#### [EXERCISE REQUIREMENTS]
Tally how many lines of the data below contain the string "between", with case counting, and reply with that number alone.

#### [SOURCE MATERIAL]
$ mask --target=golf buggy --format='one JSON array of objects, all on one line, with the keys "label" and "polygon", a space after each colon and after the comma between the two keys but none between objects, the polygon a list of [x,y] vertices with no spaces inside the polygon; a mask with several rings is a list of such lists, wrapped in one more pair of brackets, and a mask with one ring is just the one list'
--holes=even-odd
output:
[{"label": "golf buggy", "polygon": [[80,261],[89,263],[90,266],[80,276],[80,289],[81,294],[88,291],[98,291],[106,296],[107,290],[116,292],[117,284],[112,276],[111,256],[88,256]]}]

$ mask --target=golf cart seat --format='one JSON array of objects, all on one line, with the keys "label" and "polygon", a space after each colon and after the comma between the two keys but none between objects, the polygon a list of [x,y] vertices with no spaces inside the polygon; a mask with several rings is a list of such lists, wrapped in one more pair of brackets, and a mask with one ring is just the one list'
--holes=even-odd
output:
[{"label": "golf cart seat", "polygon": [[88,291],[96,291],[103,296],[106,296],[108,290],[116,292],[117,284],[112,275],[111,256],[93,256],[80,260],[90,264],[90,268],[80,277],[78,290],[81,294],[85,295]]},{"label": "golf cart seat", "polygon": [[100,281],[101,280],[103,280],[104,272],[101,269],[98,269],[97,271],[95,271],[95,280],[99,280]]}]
...
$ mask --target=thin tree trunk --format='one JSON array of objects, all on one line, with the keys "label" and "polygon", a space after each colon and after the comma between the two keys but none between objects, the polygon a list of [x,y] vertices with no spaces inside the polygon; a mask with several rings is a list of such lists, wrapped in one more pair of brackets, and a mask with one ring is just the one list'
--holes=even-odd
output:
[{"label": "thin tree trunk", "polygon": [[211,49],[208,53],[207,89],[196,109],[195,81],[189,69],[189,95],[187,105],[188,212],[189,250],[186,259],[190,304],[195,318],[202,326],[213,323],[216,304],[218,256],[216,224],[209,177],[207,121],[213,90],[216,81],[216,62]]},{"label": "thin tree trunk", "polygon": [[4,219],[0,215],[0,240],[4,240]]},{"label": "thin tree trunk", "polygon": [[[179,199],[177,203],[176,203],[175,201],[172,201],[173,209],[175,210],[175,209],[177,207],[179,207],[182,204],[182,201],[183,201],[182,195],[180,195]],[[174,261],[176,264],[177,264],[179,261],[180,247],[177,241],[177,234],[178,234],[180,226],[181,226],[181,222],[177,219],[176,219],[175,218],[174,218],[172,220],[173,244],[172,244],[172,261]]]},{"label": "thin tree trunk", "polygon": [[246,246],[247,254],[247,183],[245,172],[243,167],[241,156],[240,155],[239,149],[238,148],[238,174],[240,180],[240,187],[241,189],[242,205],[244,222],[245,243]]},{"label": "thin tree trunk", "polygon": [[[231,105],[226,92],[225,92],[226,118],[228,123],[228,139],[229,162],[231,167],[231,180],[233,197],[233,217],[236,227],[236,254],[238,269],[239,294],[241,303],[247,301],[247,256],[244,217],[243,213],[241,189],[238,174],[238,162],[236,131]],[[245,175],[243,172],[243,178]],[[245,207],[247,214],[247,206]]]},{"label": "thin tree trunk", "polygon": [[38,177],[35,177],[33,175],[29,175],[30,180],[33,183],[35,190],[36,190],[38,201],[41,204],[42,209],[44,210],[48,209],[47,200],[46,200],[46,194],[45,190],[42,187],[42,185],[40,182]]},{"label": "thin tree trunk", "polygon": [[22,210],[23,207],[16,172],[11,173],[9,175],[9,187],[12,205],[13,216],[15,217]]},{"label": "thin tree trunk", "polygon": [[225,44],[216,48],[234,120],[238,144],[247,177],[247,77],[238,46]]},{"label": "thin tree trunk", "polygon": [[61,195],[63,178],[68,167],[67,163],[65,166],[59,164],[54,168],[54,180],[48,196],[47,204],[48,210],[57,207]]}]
==
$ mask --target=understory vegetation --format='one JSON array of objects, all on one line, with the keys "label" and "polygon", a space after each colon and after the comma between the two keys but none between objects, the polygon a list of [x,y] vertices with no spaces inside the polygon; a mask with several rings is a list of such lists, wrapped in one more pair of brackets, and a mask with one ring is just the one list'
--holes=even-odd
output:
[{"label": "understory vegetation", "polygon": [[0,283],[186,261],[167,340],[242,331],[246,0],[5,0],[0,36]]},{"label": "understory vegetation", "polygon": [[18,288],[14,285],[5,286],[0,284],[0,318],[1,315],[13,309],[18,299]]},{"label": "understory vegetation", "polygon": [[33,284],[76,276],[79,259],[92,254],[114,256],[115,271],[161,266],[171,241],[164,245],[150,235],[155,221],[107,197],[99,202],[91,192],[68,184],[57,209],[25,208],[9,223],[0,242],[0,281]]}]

#### [TASK SOLUTION]
4